◆ DATA ◆

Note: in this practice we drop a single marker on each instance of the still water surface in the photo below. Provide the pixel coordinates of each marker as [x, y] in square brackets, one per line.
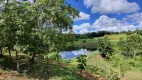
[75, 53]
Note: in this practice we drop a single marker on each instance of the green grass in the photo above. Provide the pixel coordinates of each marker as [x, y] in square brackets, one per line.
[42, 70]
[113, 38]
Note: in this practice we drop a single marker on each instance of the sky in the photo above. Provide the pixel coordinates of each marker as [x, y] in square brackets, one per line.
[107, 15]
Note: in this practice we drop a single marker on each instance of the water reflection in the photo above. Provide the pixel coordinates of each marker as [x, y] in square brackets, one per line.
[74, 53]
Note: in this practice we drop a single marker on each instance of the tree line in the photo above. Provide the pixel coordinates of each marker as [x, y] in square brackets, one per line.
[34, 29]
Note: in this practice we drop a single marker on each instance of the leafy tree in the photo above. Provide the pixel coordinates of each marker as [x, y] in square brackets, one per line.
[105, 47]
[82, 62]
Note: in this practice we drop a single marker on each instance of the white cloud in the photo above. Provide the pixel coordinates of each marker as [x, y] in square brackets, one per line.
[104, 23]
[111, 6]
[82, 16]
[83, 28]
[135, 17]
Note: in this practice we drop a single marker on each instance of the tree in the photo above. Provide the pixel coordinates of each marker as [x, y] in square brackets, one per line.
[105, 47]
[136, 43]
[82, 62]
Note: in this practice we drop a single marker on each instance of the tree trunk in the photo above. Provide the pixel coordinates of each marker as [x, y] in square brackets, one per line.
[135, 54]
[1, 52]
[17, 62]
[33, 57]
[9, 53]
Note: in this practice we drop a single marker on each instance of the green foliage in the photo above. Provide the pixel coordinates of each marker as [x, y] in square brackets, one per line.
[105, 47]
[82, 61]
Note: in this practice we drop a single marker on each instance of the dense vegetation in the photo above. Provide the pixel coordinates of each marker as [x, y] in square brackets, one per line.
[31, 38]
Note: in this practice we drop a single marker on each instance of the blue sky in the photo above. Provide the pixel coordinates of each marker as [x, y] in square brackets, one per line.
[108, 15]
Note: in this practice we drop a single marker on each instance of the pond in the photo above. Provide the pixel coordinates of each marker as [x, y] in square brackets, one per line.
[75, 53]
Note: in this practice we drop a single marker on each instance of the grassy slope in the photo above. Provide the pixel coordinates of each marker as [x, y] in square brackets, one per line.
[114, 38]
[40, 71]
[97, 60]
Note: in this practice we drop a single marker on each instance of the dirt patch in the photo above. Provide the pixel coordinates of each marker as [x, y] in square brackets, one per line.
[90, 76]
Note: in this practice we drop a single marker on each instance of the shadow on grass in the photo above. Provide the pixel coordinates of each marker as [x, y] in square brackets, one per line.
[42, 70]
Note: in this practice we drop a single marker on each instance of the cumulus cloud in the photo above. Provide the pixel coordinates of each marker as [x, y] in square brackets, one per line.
...
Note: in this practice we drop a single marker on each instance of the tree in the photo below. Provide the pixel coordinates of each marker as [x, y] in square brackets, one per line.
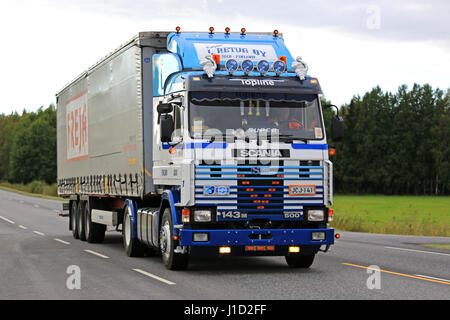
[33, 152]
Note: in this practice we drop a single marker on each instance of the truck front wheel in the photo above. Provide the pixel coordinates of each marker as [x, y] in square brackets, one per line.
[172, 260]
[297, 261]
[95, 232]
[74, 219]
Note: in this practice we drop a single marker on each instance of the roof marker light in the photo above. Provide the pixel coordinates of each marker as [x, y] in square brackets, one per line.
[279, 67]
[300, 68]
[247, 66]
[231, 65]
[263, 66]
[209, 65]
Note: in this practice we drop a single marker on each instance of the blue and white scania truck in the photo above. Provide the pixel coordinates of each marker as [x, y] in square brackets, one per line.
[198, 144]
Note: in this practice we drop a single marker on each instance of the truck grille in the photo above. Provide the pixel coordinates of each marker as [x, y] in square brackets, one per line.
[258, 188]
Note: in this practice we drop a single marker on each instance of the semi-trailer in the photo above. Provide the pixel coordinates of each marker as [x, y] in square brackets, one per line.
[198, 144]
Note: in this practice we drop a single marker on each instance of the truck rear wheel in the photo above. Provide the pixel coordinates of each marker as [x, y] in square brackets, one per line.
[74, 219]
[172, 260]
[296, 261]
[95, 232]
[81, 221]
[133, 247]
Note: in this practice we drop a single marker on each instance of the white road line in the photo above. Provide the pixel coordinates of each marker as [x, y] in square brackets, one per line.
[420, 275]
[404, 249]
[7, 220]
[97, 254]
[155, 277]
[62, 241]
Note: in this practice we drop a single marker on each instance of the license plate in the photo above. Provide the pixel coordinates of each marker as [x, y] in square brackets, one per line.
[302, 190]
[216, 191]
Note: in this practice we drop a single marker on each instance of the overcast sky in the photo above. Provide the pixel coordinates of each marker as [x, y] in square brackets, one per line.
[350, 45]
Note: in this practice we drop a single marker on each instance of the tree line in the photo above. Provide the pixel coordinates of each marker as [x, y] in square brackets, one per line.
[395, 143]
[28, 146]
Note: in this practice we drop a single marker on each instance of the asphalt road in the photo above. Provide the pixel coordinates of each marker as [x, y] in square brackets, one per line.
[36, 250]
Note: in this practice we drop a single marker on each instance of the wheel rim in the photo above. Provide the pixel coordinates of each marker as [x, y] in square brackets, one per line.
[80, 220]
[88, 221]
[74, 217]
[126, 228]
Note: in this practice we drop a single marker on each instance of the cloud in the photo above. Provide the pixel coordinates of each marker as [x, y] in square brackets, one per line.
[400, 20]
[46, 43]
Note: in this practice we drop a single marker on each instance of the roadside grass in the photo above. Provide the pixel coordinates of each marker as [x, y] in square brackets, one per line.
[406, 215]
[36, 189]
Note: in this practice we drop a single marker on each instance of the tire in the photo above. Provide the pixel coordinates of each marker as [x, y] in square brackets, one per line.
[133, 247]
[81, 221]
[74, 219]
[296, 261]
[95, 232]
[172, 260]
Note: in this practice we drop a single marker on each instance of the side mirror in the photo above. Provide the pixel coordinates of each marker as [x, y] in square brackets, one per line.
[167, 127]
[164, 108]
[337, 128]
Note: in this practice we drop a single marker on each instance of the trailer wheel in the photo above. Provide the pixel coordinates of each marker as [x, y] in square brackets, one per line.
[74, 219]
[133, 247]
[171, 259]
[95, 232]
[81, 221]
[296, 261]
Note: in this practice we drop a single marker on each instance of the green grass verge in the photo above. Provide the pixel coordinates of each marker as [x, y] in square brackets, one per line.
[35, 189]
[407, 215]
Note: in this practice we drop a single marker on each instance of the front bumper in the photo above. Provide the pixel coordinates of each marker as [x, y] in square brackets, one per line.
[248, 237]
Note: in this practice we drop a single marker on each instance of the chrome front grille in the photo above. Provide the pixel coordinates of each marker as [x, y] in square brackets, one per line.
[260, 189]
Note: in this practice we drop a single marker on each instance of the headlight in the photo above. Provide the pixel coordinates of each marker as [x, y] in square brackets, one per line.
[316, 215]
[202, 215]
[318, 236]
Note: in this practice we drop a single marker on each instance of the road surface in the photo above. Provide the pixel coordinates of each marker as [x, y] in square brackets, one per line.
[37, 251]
--
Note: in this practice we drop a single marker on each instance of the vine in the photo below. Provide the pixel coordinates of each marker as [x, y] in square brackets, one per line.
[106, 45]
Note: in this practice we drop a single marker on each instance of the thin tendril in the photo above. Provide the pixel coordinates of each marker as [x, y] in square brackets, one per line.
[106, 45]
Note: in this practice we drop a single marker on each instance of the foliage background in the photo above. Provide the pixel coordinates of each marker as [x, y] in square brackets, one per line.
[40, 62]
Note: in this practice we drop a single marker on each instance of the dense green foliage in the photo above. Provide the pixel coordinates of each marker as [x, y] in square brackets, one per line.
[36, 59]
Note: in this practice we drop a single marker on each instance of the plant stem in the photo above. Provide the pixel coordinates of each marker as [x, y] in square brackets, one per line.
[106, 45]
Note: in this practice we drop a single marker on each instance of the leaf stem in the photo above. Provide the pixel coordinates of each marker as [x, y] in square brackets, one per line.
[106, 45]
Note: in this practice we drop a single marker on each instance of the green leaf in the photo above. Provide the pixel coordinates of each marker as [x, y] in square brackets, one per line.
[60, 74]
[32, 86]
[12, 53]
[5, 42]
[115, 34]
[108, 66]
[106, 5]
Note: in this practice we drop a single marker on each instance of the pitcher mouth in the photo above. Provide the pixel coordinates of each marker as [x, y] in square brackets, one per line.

◆ HOW TO COMPLETE THIS TASK ◆
Repeat the entries above verbatim, but only from the line that has "the dense green" down to the line that has "of the pitcher", inclusive.

◆ ANSWER FOR THIS EXERCISE ◆
Note: in this practice we drop a single marker on each instance of the dense green foliage in the photo above. Provide the pixel coordinates of each marker as [x, y] in square brackets, one per line.
[36, 59]
Note: in this practice we drop a single marker on each instance of the plant stem in the photo above. Provide the pixel coordinates of each marker as [x, y] in square brackets, one per line.
[106, 45]
Note: in this practice we drop a single marker on each instance of the leaf stem in the photo above. Provide the pixel coordinates of each marker as [x, y] in square brackets, one per line.
[106, 45]
Note: in this practice we drop a single marker on each instance of the green leaf in the photo above. Provide the pixel coordinates of each marker as [x, y] in square brackets, one per line.
[60, 74]
[32, 86]
[12, 53]
[5, 42]
[115, 34]
[108, 66]
[106, 5]
Note: in this practice we drop a single marker on each instance of the pitcher mouth in the photo above. Provide the pixel coordinates of each marker as [x, y] in square brackets, one per line.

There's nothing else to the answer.